* **Problem requirements**:
Print the entries below word for word; the pictures stay out of your copy.

[START OF Data entries]

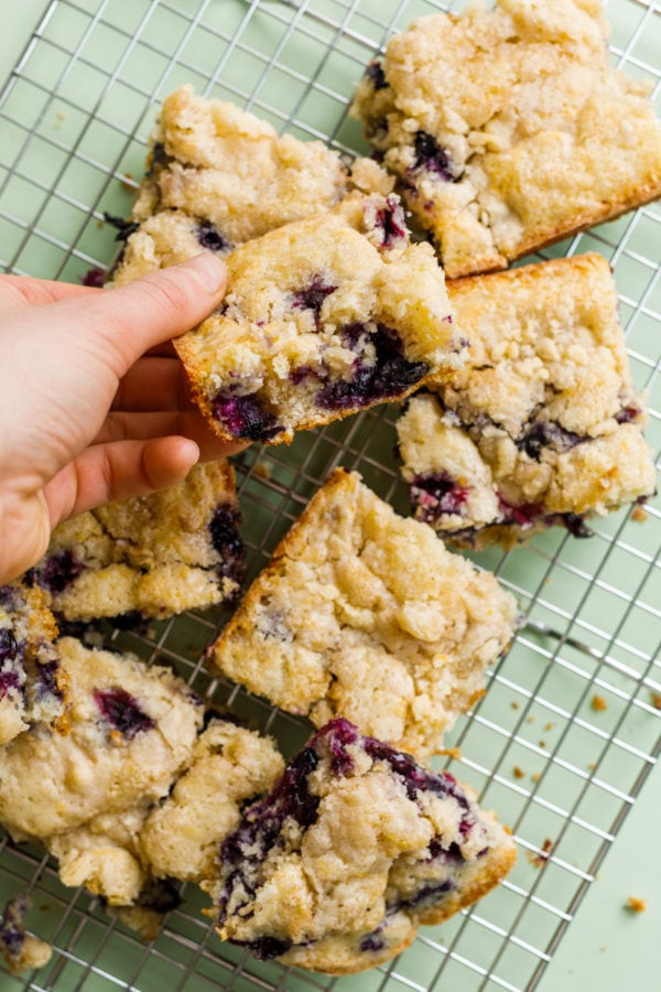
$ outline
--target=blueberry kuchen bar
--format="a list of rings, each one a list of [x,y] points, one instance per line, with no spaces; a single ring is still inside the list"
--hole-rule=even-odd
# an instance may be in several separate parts
[[[67,680],[50,603],[34,583],[0,585],[0,745],[39,721],[65,724]]]
[[[416,519],[511,544],[654,492],[608,263],[589,254],[448,283],[466,366],[397,424]]]
[[[369,65],[353,112],[449,279],[661,195],[649,87],[607,37],[599,0],[497,0],[420,18]]]
[[[392,190],[376,162],[350,166],[321,141],[279,137],[234,104],[182,86],[170,94],[151,139],[131,219],[120,227],[116,284],[202,250],[225,255],[269,230],[334,207],[354,190]]]
[[[408,396],[467,342],[394,195],[355,194],[227,257],[219,309],[175,348],[220,438],[272,444]]]
[[[484,896],[514,859],[468,787],[338,718],[243,810],[210,892],[225,940],[347,974]]]
[[[513,597],[336,470],[209,650],[217,670],[322,726],[425,757],[507,648]]]
[[[207,462],[167,489],[61,524],[33,573],[73,622],[231,602],[243,578],[238,521],[234,468]]]
[[[35,722],[4,745],[0,823],[41,841],[65,885],[153,928],[165,895],[176,905],[172,881],[209,876],[241,806],[271,787],[282,758],[219,716],[205,727],[202,700],[167,668],[72,637],[57,650],[66,732]]]

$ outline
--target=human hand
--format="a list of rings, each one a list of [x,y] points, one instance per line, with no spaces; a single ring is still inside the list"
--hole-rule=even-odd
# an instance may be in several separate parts
[[[0,583],[67,517],[245,446],[207,428],[170,344],[225,278],[212,255],[107,290],[0,276]]]

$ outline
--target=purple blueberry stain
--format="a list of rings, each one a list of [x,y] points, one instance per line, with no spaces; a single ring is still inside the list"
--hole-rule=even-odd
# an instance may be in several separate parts
[[[386,79],[383,66],[378,58],[375,58],[365,69],[365,77],[370,80],[375,89],[387,89],[390,85]]]
[[[314,325],[318,327],[324,301],[336,289],[336,285],[325,282],[323,276],[315,276],[312,282],[293,293],[290,306],[292,310],[312,311]]]
[[[376,332],[366,336],[366,327],[351,324],[343,332],[348,347],[369,341],[376,353],[376,360],[367,364],[358,355],[354,359],[350,379],[337,379],[319,389],[315,402],[326,410],[348,410],[366,407],[380,400],[400,396],[415,386],[429,373],[425,362],[409,362],[402,354],[402,339],[390,327],[379,324]]]
[[[579,434],[567,431],[559,423],[538,420],[531,424],[517,441],[517,448],[535,462],[540,461],[542,451],[551,448],[555,452],[570,451],[585,441]]]
[[[101,716],[127,741],[155,726],[140,709],[138,700],[126,689],[95,689],[94,699]]]
[[[203,248],[209,251],[231,251],[231,241],[223,235],[210,220],[199,220],[195,226],[195,237]]]
[[[220,573],[241,581],[246,562],[246,546],[238,531],[241,515],[231,506],[220,505],[209,524],[212,543],[223,562]]]
[[[375,212],[373,228],[379,233],[379,247],[403,248],[409,241],[407,217],[399,198],[390,194],[383,206]]]
[[[56,594],[63,592],[67,585],[78,578],[85,571],[85,564],[78,561],[76,556],[69,549],[57,551],[51,554],[39,569],[37,579],[40,585],[50,593]]]
[[[234,438],[269,441],[284,428],[266,410],[254,393],[232,396],[219,392],[212,403],[213,416]]]
[[[411,503],[416,517],[425,524],[444,515],[463,516],[470,489],[453,478],[448,472],[416,475],[410,486]]]
[[[415,161],[409,169],[410,175],[425,172],[445,183],[456,182],[452,172],[449,157],[441,148],[433,134],[430,134],[429,131],[416,131],[413,148],[415,150]]]
[[[627,403],[626,407],[617,411],[615,419],[618,423],[637,423],[641,414],[642,410],[637,403]]]
[[[13,632],[9,627],[0,629],[0,662],[13,661],[19,653],[19,646]]]

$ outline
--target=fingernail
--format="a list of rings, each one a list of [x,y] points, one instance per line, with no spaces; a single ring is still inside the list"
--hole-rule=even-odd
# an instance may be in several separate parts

[END OF Data entries]

* **Solution for this task**:
$ outline
--target=blueberry kuchen bar
--format="a list of rings, each one a list of [x,y] points, one instance per line, with no spaces; a single ring is still inside the list"
--hole-rule=even-odd
# an instance may be in several separate parts
[[[67,680],[50,603],[34,583],[0,585],[0,745],[39,721],[65,724]]]
[[[416,519],[511,544],[654,492],[608,263],[589,254],[448,283],[466,366],[397,424]]]
[[[369,65],[353,112],[449,279],[661,195],[649,87],[607,37],[599,0],[497,0],[420,18]]]
[[[392,190],[376,162],[350,166],[321,141],[279,137],[234,104],[182,86],[170,94],[151,139],[131,219],[120,227],[116,284],[202,250],[225,255],[269,230],[334,207],[354,190]]]
[[[408,396],[467,342],[394,195],[355,194],[227,257],[219,309],[175,348],[220,438],[272,444]]]
[[[484,896],[514,859],[468,787],[338,718],[243,810],[210,892],[225,940],[347,974]]]
[[[513,597],[336,470],[209,650],[217,670],[322,726],[425,757],[507,648]]]
[[[207,462],[167,489],[61,524],[33,573],[73,622],[231,602],[243,578],[238,521],[234,468]]]
[[[35,722],[4,745],[0,823],[41,841],[65,885],[153,928],[165,895],[176,905],[172,881],[209,876],[241,806],[271,787],[282,758],[219,716],[205,727],[202,700],[167,668],[72,637],[57,650],[66,732]]]

$ outline
--target=human hand
--format="a list of rings, each one a list of [x,y] points, one instance per line, with no spaces; a single ring is still inside the list"
--hole-rule=even-odd
# an instance may be in several separate parts
[[[0,583],[67,517],[245,446],[207,428],[170,344],[225,278],[212,255],[107,290],[0,276]]]

$ outline
--target=purple blueberry stain
--format="a list of rings, each one a list of [x,y] points, one instance per line, with no spaces; a single ring is still inside the list"
--hole-rule=even-odd
# an instance may be in several separate parts
[[[386,79],[383,66],[378,58],[375,58],[365,69],[365,77],[370,80],[375,89],[387,89],[390,85]]]
[[[314,325],[318,327],[324,301],[336,289],[336,285],[325,282],[323,276],[315,276],[312,282],[293,293],[290,306],[292,310],[312,311]]]
[[[376,332],[366,336],[366,327],[351,324],[343,332],[348,347],[369,341],[376,353],[376,360],[367,364],[358,355],[354,359],[350,379],[337,379],[319,389],[315,402],[326,410],[348,410],[366,407],[380,400],[400,396],[415,386],[429,373],[425,362],[409,362],[402,354],[402,339],[390,327],[379,324]]]
[[[579,434],[567,431],[559,423],[538,420],[531,424],[517,441],[517,448],[535,462],[540,461],[542,451],[551,448],[555,452],[570,451],[585,441]]]
[[[101,716],[127,741],[155,726],[140,709],[138,700],[126,689],[95,689],[94,699]]]
[[[203,248],[209,251],[231,251],[231,241],[223,235],[210,220],[199,220],[195,226],[195,237]]]
[[[220,573],[241,581],[246,562],[246,546],[238,531],[241,515],[231,506],[220,505],[209,524],[212,543],[223,562]]]
[[[375,212],[373,228],[379,233],[379,247],[403,248],[409,241],[407,217],[399,198],[390,194],[383,206]]]
[[[56,594],[63,592],[67,585],[78,578],[85,571],[85,564],[78,561],[76,556],[69,549],[57,551],[51,554],[39,569],[37,579],[40,585],[50,593]]]
[[[234,438],[269,441],[284,428],[266,410],[254,393],[232,396],[219,392],[212,403],[213,416]]]
[[[411,503],[416,517],[425,524],[444,515],[463,516],[470,489],[453,478],[448,472],[416,475],[410,486]]]
[[[415,161],[409,169],[410,175],[425,172],[445,183],[456,182],[452,172],[449,157],[441,148],[433,134],[430,134],[429,131],[416,131],[413,148],[415,150]]]
[[[627,403],[626,407],[617,411],[615,419],[618,423],[637,423],[641,414],[642,410],[637,403]]]
[[[13,632],[9,627],[0,629],[0,662],[13,661],[19,653],[19,646]]]

$ outline
--target=fingernail
--format="a list of rings, each one a list of [x,y] points, one instance per line, with no spaces; a single ring is still inside the list"
--hole-rule=even-odd
# an instance may be in several separate parts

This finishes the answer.